[TASK PROMPT] Quote the entries below from the line with "box: [173, 131, 201, 179]" through the line with "144L173 156L166 166L176", both ends included, and only those lines.

[SOURCE RECORDS]
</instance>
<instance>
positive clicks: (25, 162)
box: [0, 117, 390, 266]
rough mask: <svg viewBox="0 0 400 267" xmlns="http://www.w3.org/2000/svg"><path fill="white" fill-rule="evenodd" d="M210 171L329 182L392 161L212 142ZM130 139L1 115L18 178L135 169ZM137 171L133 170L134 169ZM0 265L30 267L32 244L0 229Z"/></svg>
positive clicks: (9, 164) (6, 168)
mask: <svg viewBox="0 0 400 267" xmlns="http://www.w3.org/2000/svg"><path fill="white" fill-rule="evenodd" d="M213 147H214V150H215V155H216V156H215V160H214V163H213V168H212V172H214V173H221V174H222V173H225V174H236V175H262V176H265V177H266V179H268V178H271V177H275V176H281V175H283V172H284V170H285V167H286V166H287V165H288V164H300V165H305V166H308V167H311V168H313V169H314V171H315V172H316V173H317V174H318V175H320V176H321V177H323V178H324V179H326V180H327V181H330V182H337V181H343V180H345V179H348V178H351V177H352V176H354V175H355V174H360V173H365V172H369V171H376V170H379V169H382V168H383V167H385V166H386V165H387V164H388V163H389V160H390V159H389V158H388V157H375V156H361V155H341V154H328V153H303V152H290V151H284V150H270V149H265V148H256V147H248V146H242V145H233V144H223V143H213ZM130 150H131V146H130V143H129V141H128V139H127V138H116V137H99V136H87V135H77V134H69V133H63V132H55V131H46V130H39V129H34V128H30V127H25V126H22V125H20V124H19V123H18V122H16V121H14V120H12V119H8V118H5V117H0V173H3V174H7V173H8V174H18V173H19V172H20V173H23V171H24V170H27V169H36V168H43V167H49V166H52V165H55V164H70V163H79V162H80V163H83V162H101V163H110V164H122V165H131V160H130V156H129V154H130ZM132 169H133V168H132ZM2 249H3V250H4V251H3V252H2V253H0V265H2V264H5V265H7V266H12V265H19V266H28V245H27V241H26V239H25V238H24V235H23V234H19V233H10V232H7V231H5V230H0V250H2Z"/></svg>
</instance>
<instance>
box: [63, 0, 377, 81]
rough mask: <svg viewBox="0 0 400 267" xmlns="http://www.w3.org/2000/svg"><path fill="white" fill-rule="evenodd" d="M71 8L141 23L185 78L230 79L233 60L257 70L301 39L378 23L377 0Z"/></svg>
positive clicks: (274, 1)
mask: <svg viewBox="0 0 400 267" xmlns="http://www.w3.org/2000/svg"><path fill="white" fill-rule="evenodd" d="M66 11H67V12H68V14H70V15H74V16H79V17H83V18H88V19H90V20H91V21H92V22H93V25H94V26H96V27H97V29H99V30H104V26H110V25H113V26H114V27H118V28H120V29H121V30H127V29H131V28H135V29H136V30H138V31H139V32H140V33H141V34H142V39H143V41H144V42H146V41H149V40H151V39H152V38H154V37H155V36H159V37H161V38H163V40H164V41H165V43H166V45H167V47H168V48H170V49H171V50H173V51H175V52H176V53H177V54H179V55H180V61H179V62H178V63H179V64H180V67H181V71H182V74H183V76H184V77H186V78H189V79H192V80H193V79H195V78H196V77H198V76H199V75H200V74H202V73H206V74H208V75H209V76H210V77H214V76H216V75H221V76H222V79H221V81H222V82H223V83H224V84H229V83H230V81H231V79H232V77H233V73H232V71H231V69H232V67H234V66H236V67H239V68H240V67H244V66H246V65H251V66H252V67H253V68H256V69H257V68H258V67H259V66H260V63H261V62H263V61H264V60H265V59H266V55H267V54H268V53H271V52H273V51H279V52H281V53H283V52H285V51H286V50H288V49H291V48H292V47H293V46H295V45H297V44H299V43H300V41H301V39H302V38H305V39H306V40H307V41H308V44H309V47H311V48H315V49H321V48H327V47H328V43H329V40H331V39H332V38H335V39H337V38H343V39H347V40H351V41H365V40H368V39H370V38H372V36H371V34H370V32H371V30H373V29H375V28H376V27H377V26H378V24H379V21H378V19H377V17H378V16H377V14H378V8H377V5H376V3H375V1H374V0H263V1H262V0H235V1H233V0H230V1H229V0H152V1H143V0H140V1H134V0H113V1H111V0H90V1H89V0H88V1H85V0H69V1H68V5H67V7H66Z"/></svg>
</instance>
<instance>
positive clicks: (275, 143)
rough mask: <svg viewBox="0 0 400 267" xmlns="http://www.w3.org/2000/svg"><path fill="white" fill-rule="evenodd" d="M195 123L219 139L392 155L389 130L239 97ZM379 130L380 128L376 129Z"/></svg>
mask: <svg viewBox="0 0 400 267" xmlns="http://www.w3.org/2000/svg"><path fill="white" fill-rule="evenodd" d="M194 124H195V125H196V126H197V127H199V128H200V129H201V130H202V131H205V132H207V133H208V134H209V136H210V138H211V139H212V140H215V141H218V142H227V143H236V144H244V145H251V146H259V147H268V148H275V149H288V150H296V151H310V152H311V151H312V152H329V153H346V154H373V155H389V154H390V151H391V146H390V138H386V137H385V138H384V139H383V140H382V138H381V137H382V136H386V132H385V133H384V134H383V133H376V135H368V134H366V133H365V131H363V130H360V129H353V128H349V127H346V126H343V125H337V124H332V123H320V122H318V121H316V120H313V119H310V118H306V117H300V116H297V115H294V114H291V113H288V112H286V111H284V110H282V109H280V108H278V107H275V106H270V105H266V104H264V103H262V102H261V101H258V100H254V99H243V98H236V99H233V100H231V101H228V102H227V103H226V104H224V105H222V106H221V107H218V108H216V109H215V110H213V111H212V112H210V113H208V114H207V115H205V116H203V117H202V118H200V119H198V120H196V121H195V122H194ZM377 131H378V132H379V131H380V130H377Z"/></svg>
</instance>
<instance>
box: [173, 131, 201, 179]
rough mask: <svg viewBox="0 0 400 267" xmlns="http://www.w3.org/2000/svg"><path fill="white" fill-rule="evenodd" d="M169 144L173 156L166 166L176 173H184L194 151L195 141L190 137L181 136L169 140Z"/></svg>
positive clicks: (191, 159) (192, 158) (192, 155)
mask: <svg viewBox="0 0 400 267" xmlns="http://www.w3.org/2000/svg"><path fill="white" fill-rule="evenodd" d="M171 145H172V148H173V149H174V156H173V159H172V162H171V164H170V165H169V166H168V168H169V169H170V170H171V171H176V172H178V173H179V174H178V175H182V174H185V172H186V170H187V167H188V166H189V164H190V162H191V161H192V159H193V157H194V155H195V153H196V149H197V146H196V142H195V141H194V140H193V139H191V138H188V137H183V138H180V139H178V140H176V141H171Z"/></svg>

[RESPONSE AREA]
box: [173, 131, 201, 179]
rough mask: <svg viewBox="0 0 400 267" xmlns="http://www.w3.org/2000/svg"><path fill="white" fill-rule="evenodd" d="M169 144L173 156L166 166L176 173H184L194 151L195 141L190 137L181 136L169 140Z"/></svg>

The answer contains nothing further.